WHAT YOU SHOULD DO → Look below for the line that has "Target: boy's nose". Set down the lines from there through the line that has "Task: tag every instance of the blue shorts", exactly as written.

[[ DATA FOR REVIEW, beginning ]]

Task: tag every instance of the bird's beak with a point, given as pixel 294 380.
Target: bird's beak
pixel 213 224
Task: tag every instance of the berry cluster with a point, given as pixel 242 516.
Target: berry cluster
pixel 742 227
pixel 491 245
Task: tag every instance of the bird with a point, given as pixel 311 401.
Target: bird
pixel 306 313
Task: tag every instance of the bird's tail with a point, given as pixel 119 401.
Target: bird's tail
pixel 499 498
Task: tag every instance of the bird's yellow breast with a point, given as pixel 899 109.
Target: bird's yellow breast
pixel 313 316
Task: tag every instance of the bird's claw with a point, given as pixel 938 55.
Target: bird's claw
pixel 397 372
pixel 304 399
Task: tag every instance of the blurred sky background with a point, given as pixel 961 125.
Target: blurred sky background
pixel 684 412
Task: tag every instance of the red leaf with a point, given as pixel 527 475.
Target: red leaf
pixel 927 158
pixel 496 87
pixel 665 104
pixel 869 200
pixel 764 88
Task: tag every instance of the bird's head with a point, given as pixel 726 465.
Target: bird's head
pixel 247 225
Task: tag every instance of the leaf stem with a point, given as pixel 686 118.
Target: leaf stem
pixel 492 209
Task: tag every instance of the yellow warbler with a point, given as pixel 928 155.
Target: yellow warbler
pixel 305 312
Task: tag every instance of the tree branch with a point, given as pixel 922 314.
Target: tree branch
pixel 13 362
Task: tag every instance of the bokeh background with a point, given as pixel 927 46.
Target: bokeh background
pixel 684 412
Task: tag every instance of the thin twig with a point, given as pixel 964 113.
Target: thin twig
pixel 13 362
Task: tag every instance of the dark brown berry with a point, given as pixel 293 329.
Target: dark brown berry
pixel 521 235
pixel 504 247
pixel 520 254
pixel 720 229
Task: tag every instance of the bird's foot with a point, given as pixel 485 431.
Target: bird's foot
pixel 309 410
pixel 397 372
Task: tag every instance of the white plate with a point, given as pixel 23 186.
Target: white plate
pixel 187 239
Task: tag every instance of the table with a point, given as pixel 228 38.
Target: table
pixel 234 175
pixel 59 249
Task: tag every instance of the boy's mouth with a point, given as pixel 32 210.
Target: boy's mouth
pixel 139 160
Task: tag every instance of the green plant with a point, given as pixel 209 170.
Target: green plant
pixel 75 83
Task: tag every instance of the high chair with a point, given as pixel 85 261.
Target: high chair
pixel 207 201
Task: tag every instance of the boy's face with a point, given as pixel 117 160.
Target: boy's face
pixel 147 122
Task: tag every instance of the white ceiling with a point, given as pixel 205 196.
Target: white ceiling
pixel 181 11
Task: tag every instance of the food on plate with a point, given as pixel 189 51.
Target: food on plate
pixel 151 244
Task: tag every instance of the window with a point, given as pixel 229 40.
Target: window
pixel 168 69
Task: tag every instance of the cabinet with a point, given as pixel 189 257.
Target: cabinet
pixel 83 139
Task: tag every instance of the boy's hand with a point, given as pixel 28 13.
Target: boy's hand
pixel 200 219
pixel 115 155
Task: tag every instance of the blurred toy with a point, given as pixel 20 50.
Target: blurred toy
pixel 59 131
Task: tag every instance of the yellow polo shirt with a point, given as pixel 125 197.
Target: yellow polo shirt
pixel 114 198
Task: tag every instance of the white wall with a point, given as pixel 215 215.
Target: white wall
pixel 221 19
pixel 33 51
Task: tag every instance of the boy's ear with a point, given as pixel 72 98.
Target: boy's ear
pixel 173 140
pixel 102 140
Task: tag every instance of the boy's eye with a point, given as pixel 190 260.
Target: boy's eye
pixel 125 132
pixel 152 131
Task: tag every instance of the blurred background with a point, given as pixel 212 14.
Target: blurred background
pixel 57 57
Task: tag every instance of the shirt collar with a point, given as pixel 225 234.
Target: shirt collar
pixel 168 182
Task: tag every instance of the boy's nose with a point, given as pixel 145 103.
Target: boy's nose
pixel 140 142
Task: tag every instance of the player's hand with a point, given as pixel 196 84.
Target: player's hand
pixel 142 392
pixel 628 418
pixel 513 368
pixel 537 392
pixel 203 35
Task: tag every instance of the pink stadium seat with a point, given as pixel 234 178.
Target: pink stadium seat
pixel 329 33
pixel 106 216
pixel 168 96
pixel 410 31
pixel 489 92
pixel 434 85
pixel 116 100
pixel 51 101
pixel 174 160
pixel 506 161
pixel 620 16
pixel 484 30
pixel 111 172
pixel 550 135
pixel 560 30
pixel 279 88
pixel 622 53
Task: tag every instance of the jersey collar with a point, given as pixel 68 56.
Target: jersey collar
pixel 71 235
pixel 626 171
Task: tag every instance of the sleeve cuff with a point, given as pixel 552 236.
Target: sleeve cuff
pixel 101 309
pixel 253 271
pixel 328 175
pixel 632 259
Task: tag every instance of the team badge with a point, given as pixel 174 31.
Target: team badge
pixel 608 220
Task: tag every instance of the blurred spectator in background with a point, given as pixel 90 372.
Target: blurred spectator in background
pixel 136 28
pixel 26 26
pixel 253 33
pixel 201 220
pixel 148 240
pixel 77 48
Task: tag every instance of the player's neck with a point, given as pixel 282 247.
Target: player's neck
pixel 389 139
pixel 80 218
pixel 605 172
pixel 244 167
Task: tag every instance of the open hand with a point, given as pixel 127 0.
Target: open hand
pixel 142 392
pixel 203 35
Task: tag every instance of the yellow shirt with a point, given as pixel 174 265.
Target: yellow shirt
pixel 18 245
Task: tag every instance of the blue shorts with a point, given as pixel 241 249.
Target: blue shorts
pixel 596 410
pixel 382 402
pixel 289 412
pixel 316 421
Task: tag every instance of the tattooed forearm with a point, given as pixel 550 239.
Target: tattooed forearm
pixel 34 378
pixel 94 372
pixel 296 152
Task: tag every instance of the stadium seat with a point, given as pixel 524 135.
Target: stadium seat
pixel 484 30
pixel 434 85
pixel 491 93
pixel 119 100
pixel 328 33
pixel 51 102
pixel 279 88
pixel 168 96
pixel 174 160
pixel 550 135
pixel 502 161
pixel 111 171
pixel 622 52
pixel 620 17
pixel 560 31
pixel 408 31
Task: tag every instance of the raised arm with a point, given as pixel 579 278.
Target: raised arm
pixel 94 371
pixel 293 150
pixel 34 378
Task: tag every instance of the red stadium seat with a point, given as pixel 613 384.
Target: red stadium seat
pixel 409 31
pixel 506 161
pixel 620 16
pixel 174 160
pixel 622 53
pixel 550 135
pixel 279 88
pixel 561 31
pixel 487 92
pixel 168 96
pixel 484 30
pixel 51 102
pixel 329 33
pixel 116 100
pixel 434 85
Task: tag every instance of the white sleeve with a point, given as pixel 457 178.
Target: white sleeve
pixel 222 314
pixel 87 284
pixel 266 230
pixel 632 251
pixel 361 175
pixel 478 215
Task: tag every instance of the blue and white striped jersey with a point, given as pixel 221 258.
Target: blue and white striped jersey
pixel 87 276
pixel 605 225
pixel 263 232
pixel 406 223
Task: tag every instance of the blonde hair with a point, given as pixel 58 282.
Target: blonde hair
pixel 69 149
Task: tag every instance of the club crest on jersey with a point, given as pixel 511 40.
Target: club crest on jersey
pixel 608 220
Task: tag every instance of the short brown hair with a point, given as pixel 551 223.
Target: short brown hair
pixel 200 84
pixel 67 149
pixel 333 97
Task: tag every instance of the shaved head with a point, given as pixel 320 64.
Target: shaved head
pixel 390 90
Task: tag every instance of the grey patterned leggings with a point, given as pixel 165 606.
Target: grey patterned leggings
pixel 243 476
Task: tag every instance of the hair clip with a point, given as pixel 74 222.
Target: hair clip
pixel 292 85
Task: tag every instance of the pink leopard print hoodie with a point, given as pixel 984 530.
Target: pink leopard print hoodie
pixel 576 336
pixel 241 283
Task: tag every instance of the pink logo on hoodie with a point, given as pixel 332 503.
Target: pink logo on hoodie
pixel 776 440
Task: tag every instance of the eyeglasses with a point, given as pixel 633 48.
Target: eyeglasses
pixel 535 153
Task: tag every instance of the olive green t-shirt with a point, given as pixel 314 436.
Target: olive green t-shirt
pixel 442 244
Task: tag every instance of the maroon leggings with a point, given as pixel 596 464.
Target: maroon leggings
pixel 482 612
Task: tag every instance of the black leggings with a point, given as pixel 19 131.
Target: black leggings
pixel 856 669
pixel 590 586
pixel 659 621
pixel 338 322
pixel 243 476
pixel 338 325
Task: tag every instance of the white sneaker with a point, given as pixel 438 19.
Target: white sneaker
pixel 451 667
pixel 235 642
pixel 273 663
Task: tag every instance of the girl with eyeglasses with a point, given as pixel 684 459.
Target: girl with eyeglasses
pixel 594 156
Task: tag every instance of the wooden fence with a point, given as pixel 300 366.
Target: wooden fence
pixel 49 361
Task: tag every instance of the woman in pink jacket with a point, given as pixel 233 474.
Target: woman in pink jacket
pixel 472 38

[[ DATA FOR REVIEW, end ]]

COMPLETED TASK →
Target: boy's nose
pixel 140 142
Task: tag every instance of the player's hand with a point, given as pixel 196 84.
Target: player's hand
pixel 142 392
pixel 628 418
pixel 513 368
pixel 537 392
pixel 203 35
Task: tag every instance of the pink stadium seat with a point, given as pixel 234 178.
Target: pink stadium seat
pixel 329 33
pixel 106 216
pixel 168 96
pixel 410 31
pixel 489 92
pixel 434 85
pixel 116 100
pixel 51 101
pixel 174 160
pixel 506 161
pixel 620 16
pixel 484 30
pixel 111 172
pixel 550 135
pixel 560 30
pixel 279 88
pixel 622 53
Task: tag every instance of the jersey collar with a point, given as pixel 68 56.
Target: jersey collar
pixel 71 235
pixel 626 171
Task: tag every instance of the sleeve cuff with a point, given as pixel 552 236.
Target: sleeve cuff
pixel 101 309
pixel 253 271
pixel 328 175
pixel 632 259
Task: tag every instance of the team badge with a point, given as pixel 174 31.
Target: team badge
pixel 608 220
Task: tag every instance of the blurred spectator in background with a point, given as pixel 90 372.
Target: blurred spectator in background
pixel 136 28
pixel 26 26
pixel 253 33
pixel 201 220
pixel 148 240
pixel 77 48
Task: tag every instance of the player's neck with a point, given as pixel 282 247.
Target: player's neck
pixel 389 139
pixel 80 218
pixel 605 172
pixel 244 167
Task: tag every instance of the open hand with a point, given as pixel 127 0.
Target: open hand
pixel 142 392
pixel 203 35
Task: tag every instance of the yellow shirt with a point, given as pixel 174 265.
Target: yellow shirt
pixel 18 245
Task: tag every instance of the blue shorts with a point, given as pixel 241 249.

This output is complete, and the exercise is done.